* **Directions**:
How many lines in the material below contain the word "then"? Reply with the number alone.

(Stored entries)
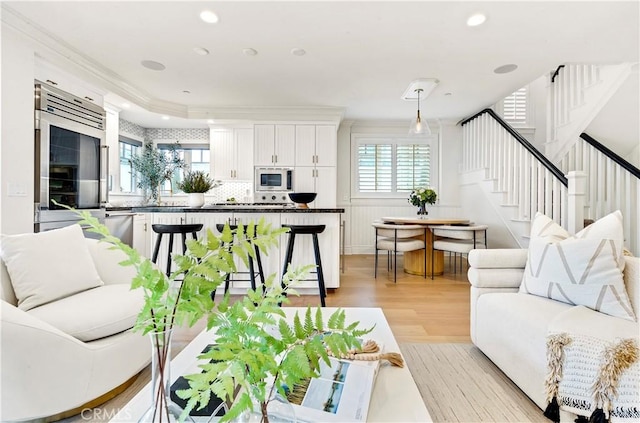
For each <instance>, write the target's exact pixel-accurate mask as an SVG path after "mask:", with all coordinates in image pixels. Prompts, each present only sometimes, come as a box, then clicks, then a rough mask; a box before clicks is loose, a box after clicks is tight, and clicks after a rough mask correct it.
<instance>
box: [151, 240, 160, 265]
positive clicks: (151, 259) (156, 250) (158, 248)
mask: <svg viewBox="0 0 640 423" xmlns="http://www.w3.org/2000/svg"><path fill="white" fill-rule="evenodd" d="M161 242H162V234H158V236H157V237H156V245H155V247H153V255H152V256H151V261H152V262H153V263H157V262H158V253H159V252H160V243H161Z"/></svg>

==

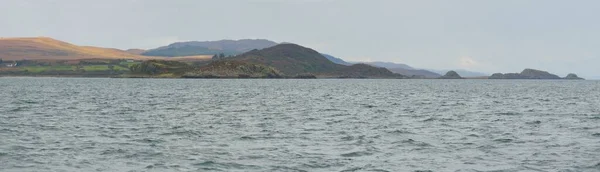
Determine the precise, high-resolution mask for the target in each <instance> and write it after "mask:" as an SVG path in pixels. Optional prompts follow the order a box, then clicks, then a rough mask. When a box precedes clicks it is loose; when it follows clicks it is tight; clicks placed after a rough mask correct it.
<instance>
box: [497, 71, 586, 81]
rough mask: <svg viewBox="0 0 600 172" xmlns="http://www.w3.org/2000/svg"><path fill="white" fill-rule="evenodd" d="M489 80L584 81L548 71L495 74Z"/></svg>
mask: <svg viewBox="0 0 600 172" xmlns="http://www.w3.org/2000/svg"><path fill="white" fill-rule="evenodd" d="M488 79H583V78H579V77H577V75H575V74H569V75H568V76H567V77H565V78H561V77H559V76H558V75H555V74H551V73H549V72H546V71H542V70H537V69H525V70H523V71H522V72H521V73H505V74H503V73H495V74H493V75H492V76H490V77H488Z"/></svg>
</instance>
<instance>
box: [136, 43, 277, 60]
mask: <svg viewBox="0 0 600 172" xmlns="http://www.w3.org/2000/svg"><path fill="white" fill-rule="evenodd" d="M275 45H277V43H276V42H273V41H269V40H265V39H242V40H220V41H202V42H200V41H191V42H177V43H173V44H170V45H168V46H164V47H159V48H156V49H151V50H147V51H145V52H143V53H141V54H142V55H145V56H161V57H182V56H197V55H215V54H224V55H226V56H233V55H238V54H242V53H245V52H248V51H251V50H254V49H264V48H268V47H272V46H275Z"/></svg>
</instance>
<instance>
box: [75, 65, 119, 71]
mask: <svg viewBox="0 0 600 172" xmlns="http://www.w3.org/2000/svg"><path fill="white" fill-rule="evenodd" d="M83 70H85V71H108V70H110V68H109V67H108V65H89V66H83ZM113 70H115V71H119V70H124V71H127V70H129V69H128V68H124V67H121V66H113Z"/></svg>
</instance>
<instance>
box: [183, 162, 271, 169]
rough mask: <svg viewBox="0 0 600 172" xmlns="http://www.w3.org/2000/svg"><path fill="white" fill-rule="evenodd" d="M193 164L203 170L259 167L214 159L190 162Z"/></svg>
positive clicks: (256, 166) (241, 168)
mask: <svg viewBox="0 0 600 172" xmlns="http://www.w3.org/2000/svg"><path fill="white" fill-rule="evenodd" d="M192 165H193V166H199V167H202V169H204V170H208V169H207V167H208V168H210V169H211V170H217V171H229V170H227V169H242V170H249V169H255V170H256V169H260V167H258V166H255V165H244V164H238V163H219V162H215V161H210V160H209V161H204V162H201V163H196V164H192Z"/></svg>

* **Result of the exercise**:
2